If you’ve recently obtained new dentures, congratulations on taking this first big step into a new and more comfortable life with a full set of teeth. Kiss goodbye to those days of hiding gaps in your smile with the back of your hand and avoiding the camera on special occasions. In no time, you’ll be smiling broadly, eating confidently, and laughing without hesitation.

 

Well, in a little bit of time. New dentures from a Calgary denturist will take some getting used to, and there may be some days of temporary discomfort until you and your gums have gotten accustomed to your new teeth. Here are the most common issues new denture-wearers experience, and how to get through them.

What to do if you experience irritated gums

If you experience irritation, inflammation, or soreness from the contact between the underside of your dentures and your soft gum tissue, try rinsing your mouth and gums with warm salted water. Ask the staff at a denture clinic in Calgary to confirm they’re fitting properly, and wear your dentures on the day of your appointment so your dentist can see where the rub is happening.

What to do if your dentures are fitting loosely

Assuming that your dentures don’t need to be adjusted — something a denture clinic near you can confirm — the muscles in your cheeks, lips, and tongue will need to learn to hold your dentures in place over time. Until that happens, try using dental adhesive until your mouth muscles learn to hold them in place automatically. After that happens, you shouldn’t need adhesive anymore.

What to do if you’re having problems eating

For the first little while, skip crunchy and chewy foods and foods with seeds that can become lodged between your gums and dentures. Avoid biting off food with your front teeth, and ease your way into eating normally by cutting your food smaller and chewing on both sides. If you notice food doesn’t taste the same because your dentures are covering taste buds in your mouth, experiment with spices and flavors while your mouth and palate get used to eating and tasting with dentures.

What to do if you have problems speaking clearly

Keep talking. Stopping talking is no way to learn to speak clearly with dentures. Speak to yourself in the shower or while walking the dog or read to yourself out loud. Just before you begin to speak, bite down gently onto your dentures and swallow. It’ll help your dentures get into the best possible position. If you notice any clicking sound while speaking, just slow down a little bit.

What to do if you notice more saliva in your mouth

Don’t be alarmed. That saliva is being produced because the presence of the foreign object in your mouth and against your cheeks, gums, and tongue are stimulating your salivary glands. Try retraining your mouth by sucking on a lozenge or some sugar-free hard candy. Eventually, you’ll retrain your mouth to produce extra saliva only when that lozenge or candy is present, and not just because of your new dentures. If you notice that your dentures seem to trigger a gag reflex because of their physical presence near the back of your throat, try spraying the back of your throat with a throat spray to numb your reflex temporarily. Brushing the back of your tongue to trigger your gag reflex may desensitize the sensation. If the problem persists, ask your dentist to see if your dentures should be trimmed.

Extracted data entries:
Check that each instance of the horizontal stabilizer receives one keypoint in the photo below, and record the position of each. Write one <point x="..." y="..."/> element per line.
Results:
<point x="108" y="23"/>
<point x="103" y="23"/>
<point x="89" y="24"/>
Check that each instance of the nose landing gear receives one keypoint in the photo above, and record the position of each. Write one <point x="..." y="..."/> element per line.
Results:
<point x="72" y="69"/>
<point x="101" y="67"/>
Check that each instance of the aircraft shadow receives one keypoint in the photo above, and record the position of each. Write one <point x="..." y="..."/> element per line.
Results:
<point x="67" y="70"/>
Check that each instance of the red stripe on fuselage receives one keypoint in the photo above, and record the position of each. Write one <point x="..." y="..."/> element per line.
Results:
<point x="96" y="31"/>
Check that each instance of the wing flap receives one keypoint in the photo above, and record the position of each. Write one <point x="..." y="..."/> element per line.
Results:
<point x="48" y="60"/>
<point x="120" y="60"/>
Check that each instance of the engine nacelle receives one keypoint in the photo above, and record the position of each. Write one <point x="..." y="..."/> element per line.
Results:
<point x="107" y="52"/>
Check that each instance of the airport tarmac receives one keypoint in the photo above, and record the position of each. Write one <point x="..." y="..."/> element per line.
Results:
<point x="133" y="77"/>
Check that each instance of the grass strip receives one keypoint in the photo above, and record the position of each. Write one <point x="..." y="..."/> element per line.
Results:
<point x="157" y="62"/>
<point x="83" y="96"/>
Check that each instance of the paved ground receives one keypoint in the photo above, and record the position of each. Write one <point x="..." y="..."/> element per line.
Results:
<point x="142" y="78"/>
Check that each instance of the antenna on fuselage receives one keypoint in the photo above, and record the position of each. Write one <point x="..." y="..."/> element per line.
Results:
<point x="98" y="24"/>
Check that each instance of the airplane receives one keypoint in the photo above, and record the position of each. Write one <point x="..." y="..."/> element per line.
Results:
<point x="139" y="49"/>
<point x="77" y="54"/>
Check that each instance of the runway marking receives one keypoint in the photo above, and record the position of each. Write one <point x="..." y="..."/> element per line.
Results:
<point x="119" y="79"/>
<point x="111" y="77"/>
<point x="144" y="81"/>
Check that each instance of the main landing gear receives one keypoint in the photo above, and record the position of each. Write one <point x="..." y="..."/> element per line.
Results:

Task to complete:
Please repeat word for word the part of the new-dentures article above, starting at "What to do if your" and ending at "need adhesive anymore.".

The completed task:
What to do if your dentures are fitting loosely

Assuming that your dentures don’t need to be adjusted — something a denture clinic near you can confirm — the muscles in your cheeks, lips, and tongue will need to learn to hold your dentures in place over time. Until that happens, try using dental adhesive until your mouth muscles learn to hold them in place automatically. After that happens, you shouldn’t need adhesive anymore.